= YOUR OBJECTIVE =
Every line from the one with "Target: autumn tree" to the end of the data needs to be copied exactly, and no line before it.

Records excerpted from a collection
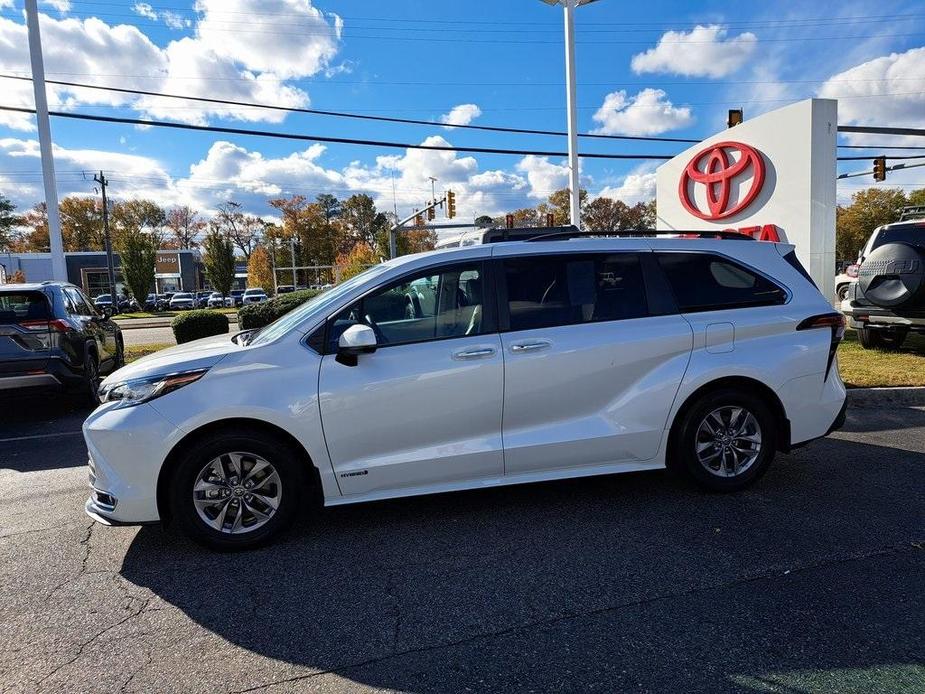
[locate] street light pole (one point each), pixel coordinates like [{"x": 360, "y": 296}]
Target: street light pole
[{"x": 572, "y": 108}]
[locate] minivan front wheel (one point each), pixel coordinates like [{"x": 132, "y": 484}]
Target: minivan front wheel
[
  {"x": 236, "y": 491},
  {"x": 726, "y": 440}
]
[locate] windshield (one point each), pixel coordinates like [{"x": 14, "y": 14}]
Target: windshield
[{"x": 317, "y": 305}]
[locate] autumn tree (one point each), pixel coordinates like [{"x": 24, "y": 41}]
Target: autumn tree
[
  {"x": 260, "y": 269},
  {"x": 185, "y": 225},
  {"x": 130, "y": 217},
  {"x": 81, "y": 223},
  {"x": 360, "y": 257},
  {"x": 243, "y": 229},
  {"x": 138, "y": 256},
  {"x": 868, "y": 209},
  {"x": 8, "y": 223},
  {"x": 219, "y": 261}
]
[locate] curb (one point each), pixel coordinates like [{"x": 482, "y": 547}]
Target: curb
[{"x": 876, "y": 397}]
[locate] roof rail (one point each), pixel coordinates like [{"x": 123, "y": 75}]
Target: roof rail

= ANSWER FOR THE TASK =
Target: autumn tree
[
  {"x": 260, "y": 269},
  {"x": 185, "y": 225},
  {"x": 130, "y": 217},
  {"x": 81, "y": 223},
  {"x": 360, "y": 257},
  {"x": 243, "y": 229},
  {"x": 138, "y": 256},
  {"x": 868, "y": 209},
  {"x": 8, "y": 223},
  {"x": 219, "y": 261}
]
[locate] curb (one point each), pixel coordinates like [{"x": 482, "y": 547}]
Target: curb
[{"x": 876, "y": 397}]
[locate] roof rail (one point each), pixel coordinates like [{"x": 123, "y": 75}]
Target: roof rail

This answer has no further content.